YOUR GOAL -> Please copy the records below, swapping every "even-odd rule" for "nonzero winding rule" and leaving everything else unchanged.

RECORDS SHOWN ->

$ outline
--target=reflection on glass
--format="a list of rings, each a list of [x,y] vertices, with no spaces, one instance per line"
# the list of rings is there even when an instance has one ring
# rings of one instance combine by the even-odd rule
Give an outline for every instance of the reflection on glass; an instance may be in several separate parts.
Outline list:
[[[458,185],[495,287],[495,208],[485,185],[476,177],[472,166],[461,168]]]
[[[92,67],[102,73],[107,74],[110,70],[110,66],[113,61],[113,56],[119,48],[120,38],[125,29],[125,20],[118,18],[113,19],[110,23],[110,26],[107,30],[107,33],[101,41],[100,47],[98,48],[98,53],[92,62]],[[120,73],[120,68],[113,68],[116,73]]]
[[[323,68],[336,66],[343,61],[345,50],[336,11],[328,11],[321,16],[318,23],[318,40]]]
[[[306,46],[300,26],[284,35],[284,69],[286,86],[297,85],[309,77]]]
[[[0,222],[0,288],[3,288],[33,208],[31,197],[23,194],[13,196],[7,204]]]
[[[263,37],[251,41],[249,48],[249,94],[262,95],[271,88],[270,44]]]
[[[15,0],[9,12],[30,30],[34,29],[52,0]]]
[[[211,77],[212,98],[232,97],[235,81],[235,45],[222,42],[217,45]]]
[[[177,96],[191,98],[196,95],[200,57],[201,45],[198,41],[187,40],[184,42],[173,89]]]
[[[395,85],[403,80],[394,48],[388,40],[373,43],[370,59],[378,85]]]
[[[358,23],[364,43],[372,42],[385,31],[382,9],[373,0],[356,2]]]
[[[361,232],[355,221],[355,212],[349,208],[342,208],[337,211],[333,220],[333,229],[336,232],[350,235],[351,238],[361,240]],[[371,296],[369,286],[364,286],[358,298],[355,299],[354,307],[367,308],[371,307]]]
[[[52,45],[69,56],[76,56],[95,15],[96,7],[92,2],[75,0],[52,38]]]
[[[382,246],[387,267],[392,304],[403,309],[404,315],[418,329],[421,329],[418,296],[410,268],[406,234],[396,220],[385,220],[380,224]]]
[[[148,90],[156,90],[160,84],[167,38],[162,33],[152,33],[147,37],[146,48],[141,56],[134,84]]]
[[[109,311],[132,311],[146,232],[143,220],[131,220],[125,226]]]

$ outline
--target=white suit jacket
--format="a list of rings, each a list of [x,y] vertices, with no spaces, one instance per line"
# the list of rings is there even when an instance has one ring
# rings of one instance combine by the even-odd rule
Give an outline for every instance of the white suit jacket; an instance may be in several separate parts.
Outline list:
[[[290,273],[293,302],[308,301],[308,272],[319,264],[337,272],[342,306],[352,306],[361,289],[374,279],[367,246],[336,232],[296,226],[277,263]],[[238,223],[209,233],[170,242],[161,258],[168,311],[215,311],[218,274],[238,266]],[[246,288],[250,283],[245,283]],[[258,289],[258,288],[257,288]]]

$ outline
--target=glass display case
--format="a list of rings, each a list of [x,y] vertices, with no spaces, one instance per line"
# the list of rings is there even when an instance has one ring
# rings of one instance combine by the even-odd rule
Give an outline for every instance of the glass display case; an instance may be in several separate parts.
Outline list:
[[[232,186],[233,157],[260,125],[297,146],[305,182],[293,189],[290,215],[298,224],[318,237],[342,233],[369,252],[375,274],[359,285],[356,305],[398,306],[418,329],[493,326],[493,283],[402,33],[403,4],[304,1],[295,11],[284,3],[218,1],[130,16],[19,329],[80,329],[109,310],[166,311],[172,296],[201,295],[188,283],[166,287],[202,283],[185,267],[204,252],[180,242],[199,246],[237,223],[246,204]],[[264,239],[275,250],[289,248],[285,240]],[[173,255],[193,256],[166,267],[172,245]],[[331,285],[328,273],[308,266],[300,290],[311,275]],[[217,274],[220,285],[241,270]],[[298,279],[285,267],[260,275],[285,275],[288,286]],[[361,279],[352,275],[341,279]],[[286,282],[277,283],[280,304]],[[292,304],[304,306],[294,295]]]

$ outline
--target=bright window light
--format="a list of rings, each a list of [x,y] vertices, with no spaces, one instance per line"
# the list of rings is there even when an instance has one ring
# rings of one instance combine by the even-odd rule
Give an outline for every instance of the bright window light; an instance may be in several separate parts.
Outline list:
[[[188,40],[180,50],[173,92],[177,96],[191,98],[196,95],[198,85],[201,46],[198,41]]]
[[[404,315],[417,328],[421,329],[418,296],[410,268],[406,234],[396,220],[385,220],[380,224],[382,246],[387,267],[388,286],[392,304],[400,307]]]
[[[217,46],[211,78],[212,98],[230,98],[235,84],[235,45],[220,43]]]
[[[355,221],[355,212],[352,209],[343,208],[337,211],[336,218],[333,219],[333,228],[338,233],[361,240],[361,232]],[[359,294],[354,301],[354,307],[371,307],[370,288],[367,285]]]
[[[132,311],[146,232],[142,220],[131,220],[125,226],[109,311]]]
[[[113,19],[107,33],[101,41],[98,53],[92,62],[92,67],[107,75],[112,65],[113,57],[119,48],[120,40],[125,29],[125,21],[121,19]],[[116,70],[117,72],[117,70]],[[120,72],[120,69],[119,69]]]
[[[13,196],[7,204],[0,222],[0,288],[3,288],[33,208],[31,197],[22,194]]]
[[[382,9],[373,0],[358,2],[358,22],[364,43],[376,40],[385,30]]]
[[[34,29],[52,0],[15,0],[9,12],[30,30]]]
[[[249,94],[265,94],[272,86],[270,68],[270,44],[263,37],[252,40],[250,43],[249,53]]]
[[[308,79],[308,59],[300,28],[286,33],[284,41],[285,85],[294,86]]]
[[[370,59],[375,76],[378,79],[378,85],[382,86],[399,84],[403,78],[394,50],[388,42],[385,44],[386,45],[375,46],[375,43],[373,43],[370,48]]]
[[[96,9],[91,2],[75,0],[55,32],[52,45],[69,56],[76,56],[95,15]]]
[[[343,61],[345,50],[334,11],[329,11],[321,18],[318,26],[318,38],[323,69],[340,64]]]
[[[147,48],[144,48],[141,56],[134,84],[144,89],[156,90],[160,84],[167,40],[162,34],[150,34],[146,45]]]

TASK SOLUTION ->
$ outline
--target=reflection on glass
--format="a list of rings, each a list of [x,y] vertices, with no spaces, one instance per line"
# the list of rings is there even when an instance has one ring
# rings of one instance combine by the nonzero winding rule
Give an outline for every instance of the reflection on glass; an instance may be in several separate parts.
Outline list:
[[[458,185],[495,287],[495,208],[485,185],[476,177],[472,166],[461,168]]]
[[[92,67],[102,73],[107,74],[110,70],[110,66],[113,61],[113,56],[119,48],[120,38],[125,29],[125,20],[118,18],[113,19],[110,23],[110,26],[107,30],[107,33],[101,41],[100,47],[98,48],[98,53],[92,62]],[[120,73],[120,68],[113,68],[116,73]]]
[[[323,68],[336,66],[343,61],[345,50],[336,11],[328,11],[321,16],[318,23],[318,40]]]
[[[306,46],[300,26],[284,35],[284,69],[286,86],[297,85],[309,77]]]
[[[0,222],[0,288],[3,288],[33,208],[31,197],[23,194],[13,196],[7,204]]]
[[[263,37],[251,41],[249,48],[249,94],[262,95],[271,88],[270,44]]]
[[[15,0],[9,12],[30,30],[34,29],[52,0]]]
[[[211,77],[212,98],[232,97],[235,81],[235,45],[222,42],[217,45]]]
[[[177,96],[191,98],[196,95],[200,57],[201,45],[198,41],[187,40],[184,42],[173,89]]]
[[[395,85],[403,80],[394,48],[388,40],[373,43],[370,59],[378,85]]]
[[[358,23],[364,43],[372,42],[385,31],[382,9],[373,0],[356,2]]]
[[[361,232],[355,221],[355,212],[349,208],[342,208],[337,211],[333,220],[333,229],[336,232],[350,235],[351,238],[361,240]],[[371,296],[369,286],[364,286],[358,298],[355,299],[354,307],[367,308],[371,307]]]
[[[52,45],[69,56],[76,56],[95,15],[96,7],[92,2],[75,0],[52,38]]]
[[[382,246],[387,267],[392,304],[403,309],[404,315],[418,329],[421,329],[418,296],[410,268],[406,234],[396,220],[385,220],[380,224]]]
[[[148,90],[156,90],[160,84],[167,38],[162,33],[152,33],[147,37],[146,48],[141,56],[134,84]]]
[[[109,311],[132,311],[146,232],[143,220],[131,220],[125,226]]]

$ outline
--target=white suit jacket
--format="a list of rings, each a list of [x,y] vertices, with no spaces, one instance per line"
# the list of rings is there even when an instance has one ring
# rings of one instance combine by the nonzero winding rule
Give an outline for every instance of the white suit jacket; an instance may be in several separate parts.
Outline list:
[[[290,273],[293,302],[308,301],[308,272],[319,264],[337,272],[342,306],[352,306],[361,289],[374,279],[367,246],[336,232],[296,226],[277,263]],[[238,223],[209,233],[170,242],[161,258],[168,311],[215,311],[218,274],[238,266]],[[246,288],[250,283],[245,283]],[[258,289],[258,288],[257,288]]]

$ outline
--target=glass display case
--format="a list of rings, each a list of [x,y] vertices, with no spaces, one instance per line"
# the list of rings is there even when an instance has one ring
# rings of one instance combine by the nonzero winding rule
Give an outline for every instance of the glass display case; an instance may be in several separate parts.
Outline list:
[[[232,186],[233,157],[260,125],[297,146],[305,182],[293,189],[290,215],[298,224],[318,237],[342,233],[369,252],[375,274],[359,285],[356,305],[398,306],[418,329],[493,326],[493,283],[402,33],[403,4],[304,1],[295,11],[284,3],[218,1],[130,16],[19,329],[80,329],[109,310],[166,311],[172,296],[201,295],[188,283],[166,287],[202,283],[185,267],[204,252],[180,242],[199,246],[237,223],[246,204]],[[264,239],[275,250],[289,248],[285,240]],[[173,255],[193,256],[166,267],[172,245]],[[331,285],[328,273],[308,266],[300,290],[311,275]],[[217,274],[220,285],[241,270]],[[298,279],[285,267],[260,275],[285,275],[288,286]],[[361,279],[352,275],[341,279]],[[286,282],[277,283],[280,304]],[[292,304],[304,306],[294,295]]]

$ outline
--target=bright window light
--format="a list of rings, each a list of [x,y] vertices, with no spaces, one instance per line"
# the list of rings is there even when an instance has one ring
# rings of one instance combine by the nonzero winding rule
Give an outline for every instance of the bright window light; an instance may be in several separate parts.
Outline list:
[[[188,40],[180,50],[173,92],[177,96],[191,98],[196,95],[198,85],[201,46],[198,41]]]
[[[404,315],[417,328],[421,329],[418,296],[410,268],[406,234],[396,220],[385,220],[380,224],[382,246],[387,267],[388,286],[392,304],[400,307]]]
[[[217,46],[211,78],[212,98],[230,98],[235,84],[235,45],[220,43]]]
[[[355,221],[355,212],[352,209],[343,208],[337,211],[336,218],[333,219],[333,228],[338,233],[361,240],[361,232]],[[359,294],[354,301],[354,307],[371,307],[370,288],[367,285]]]
[[[132,311],[146,232],[142,220],[131,220],[125,226],[109,311]]]
[[[113,19],[107,33],[101,41],[98,53],[92,62],[92,67],[107,75],[112,65],[113,57],[119,48],[120,40],[125,29],[125,21],[121,19]],[[116,70],[117,72],[117,70]],[[120,72],[120,69],[119,69]]]
[[[13,196],[7,204],[0,222],[0,288],[3,288],[33,208],[31,197],[22,194]]]
[[[382,9],[373,0],[358,2],[358,22],[364,43],[376,40],[385,30]]]
[[[34,29],[52,0],[15,0],[9,12],[30,30]]]
[[[249,94],[265,94],[272,86],[270,68],[270,44],[263,37],[252,40],[250,43],[249,53]]]
[[[308,79],[308,59],[300,28],[286,33],[284,41],[285,85],[294,86]]]
[[[370,59],[375,76],[378,79],[378,85],[382,86],[399,84],[403,78],[394,50],[388,42],[385,44],[386,45],[375,46],[375,43],[373,43],[370,48]]]
[[[96,9],[91,2],[75,0],[55,32],[52,45],[69,56],[76,56],[95,15]]]
[[[343,61],[345,50],[334,11],[329,11],[321,18],[318,26],[318,38],[323,69],[340,64]]]
[[[147,48],[144,48],[141,56],[134,84],[144,89],[156,90],[160,84],[167,40],[162,34],[150,34],[146,45]]]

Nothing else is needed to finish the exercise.